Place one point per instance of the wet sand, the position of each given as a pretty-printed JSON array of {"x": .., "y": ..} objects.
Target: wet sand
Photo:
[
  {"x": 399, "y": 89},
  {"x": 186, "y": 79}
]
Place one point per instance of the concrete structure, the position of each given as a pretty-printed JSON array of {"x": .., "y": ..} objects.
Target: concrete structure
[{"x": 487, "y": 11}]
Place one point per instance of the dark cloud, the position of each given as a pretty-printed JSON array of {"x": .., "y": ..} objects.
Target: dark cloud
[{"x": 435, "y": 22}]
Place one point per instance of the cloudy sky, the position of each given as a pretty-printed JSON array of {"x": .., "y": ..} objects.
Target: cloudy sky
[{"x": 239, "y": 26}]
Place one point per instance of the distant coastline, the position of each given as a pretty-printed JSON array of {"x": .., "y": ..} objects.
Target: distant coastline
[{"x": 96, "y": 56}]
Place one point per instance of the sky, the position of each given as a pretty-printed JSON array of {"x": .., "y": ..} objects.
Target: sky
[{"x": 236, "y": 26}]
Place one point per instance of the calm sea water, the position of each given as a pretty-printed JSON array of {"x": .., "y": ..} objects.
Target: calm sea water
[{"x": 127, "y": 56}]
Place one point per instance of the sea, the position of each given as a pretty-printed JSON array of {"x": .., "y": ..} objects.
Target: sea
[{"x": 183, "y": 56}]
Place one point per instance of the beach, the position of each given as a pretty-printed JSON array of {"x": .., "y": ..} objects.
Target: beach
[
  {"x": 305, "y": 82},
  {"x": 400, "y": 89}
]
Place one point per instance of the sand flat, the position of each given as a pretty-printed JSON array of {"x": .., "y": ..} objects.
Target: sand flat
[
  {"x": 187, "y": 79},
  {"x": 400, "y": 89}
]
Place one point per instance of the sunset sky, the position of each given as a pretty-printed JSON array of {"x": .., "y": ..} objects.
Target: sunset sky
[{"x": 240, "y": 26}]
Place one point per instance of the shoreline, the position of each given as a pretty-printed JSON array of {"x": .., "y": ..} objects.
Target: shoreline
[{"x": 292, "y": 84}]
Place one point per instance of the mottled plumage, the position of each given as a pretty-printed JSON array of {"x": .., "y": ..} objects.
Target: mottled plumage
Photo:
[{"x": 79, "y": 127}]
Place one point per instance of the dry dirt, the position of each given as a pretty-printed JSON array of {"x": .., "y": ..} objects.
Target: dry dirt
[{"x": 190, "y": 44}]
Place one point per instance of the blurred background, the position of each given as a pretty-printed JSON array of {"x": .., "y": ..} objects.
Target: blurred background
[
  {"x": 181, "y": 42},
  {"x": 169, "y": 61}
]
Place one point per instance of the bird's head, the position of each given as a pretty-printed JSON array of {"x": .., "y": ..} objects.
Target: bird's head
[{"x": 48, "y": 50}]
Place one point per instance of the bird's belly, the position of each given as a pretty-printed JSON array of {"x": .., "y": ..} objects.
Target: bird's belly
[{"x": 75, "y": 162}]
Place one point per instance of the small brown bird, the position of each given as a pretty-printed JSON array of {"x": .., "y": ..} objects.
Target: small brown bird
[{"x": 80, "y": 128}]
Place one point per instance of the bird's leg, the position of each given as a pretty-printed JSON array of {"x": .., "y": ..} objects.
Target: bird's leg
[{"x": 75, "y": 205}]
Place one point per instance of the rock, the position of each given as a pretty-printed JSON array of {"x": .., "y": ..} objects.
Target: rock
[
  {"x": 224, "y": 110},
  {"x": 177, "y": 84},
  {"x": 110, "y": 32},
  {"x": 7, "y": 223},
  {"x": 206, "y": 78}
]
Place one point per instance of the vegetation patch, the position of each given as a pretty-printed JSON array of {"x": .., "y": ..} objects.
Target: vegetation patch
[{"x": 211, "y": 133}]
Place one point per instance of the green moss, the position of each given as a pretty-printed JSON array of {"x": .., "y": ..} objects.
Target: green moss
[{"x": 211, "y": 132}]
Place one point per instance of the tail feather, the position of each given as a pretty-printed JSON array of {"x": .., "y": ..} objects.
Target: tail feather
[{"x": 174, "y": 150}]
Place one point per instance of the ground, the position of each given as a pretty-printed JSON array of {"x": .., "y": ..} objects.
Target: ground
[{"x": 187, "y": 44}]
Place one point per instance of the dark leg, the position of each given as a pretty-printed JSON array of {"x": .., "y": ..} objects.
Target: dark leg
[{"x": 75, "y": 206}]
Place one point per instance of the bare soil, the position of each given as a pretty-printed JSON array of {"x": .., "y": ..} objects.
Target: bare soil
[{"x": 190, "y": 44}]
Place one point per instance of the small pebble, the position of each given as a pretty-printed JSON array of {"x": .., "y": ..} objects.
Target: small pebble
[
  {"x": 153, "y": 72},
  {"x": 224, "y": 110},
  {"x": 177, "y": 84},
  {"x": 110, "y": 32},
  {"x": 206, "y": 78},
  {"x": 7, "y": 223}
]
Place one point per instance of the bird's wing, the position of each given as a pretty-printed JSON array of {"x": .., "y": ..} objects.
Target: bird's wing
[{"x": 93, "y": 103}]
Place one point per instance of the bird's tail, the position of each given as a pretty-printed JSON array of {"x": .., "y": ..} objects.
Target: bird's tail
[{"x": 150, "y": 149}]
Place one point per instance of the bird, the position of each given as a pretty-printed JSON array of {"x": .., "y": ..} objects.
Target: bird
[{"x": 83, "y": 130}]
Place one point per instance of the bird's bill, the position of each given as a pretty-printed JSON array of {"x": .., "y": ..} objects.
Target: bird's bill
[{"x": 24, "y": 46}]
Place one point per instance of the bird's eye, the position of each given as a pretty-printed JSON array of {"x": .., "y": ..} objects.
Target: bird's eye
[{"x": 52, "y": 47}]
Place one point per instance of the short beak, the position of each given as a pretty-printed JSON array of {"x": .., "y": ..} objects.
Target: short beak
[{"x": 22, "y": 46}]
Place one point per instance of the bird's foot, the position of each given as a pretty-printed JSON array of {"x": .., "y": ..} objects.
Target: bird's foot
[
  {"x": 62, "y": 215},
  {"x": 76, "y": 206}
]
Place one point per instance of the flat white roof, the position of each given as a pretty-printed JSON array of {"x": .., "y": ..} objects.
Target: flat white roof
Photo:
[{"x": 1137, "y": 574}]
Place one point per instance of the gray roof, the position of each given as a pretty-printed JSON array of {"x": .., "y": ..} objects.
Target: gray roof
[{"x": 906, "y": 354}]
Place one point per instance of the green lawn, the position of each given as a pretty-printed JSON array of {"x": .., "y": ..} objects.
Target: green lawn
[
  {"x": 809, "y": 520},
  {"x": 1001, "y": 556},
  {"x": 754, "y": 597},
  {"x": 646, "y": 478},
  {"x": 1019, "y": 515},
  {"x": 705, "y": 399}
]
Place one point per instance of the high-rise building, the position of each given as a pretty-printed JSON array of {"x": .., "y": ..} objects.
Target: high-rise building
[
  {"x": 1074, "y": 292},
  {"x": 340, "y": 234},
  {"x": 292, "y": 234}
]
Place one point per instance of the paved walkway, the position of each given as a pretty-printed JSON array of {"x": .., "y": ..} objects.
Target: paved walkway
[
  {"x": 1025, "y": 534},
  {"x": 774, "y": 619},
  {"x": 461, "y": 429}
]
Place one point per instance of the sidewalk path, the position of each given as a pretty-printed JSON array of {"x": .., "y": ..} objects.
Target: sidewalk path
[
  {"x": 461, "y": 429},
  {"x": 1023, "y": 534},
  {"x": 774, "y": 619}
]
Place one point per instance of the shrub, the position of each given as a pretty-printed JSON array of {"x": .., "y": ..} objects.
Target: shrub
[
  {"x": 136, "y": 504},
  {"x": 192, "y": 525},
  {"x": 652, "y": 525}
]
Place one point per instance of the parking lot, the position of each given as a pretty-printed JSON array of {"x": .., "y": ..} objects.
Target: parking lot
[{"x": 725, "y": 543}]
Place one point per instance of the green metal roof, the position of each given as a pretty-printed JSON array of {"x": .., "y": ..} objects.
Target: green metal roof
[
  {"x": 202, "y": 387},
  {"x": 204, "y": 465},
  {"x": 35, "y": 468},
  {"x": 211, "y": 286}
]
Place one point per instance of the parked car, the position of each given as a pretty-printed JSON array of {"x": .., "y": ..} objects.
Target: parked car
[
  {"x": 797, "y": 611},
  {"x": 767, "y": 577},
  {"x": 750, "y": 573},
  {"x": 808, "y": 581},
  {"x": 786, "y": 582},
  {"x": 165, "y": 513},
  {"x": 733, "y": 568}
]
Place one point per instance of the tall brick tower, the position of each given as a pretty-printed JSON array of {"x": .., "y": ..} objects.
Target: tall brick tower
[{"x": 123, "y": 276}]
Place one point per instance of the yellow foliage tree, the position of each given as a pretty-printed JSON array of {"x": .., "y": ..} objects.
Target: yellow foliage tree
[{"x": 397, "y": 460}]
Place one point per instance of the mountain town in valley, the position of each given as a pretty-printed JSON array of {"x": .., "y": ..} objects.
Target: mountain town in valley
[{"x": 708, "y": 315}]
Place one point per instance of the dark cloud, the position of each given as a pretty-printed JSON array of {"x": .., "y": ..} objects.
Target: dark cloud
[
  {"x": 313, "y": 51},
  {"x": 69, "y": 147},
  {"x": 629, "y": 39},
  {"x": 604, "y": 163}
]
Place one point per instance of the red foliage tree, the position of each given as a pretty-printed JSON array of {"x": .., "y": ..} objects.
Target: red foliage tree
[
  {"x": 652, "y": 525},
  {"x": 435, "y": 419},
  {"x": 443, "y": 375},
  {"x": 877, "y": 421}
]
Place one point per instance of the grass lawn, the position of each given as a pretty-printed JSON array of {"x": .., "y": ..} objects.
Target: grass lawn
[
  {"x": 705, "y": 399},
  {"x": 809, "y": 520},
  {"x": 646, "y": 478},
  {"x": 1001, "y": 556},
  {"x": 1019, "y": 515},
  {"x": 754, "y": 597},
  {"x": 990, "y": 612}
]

**The request**:
Please reproduce everything from the line containing "Place one point per instance of the green metal" down to the end of the data above, line for line, with each x and y coordinate in the answers offset by -18.

**Result of the exercise**:
Place one point per instance of the green metal roof, the position of each given as a pretty-printed JSON array of {"x": .., "y": ..} objects.
Target: green metal roof
[
  {"x": 184, "y": 369},
  {"x": 186, "y": 447},
  {"x": 17, "y": 450},
  {"x": 193, "y": 268}
]
Place one point per instance of the parked car, the position of each given as a pretty-printed JSON array of {"x": .., "y": ..} objects.
Target: parked car
[
  {"x": 779, "y": 593},
  {"x": 749, "y": 559},
  {"x": 732, "y": 555},
  {"x": 790, "y": 563},
  {"x": 768, "y": 564},
  {"x": 147, "y": 495},
  {"x": 715, "y": 550}
]
Place one point per instance of the tall brick tower, the position of each given as a pretty-printed JSON array of {"x": .., "y": ..} objects.
Target: tall brick tower
[{"x": 105, "y": 258}]
Place one point per instance of the yellow foliage tree, the position of each given as a pretty-printed JSON array of {"x": .., "y": ..} objects.
Target: yellow foliage tree
[{"x": 379, "y": 442}]
Place one point per instance of the mountain town in valley, the position of each given as a pretty-printed JSON array of {"x": .., "y": ..} objects.
Target: mountain town in valley
[{"x": 690, "y": 297}]
Place one point per instance of the dark cloud, the position of each given as a pretty-printed JSON array of {"x": .., "y": ..} objects.
Target: dark cloud
[
  {"x": 295, "y": 33},
  {"x": 51, "y": 129},
  {"x": 611, "y": 21},
  {"x": 586, "y": 145}
]
Place one point per instance of the red foliage tree, the position of each given as a pretty-printed JSON array of {"x": .., "y": ..} objects.
Target: red foliage tree
[
  {"x": 634, "y": 507},
  {"x": 417, "y": 401},
  {"x": 425, "y": 357},
  {"x": 859, "y": 403}
]
Place one point per instance of the grass lawn, the position of each given as a pretty-printed JSON array of {"x": .., "y": ..} objects.
Target: grass lawn
[
  {"x": 687, "y": 381},
  {"x": 791, "y": 502},
  {"x": 628, "y": 460},
  {"x": 983, "y": 538},
  {"x": 1001, "y": 497},
  {"x": 736, "y": 579},
  {"x": 972, "y": 594}
]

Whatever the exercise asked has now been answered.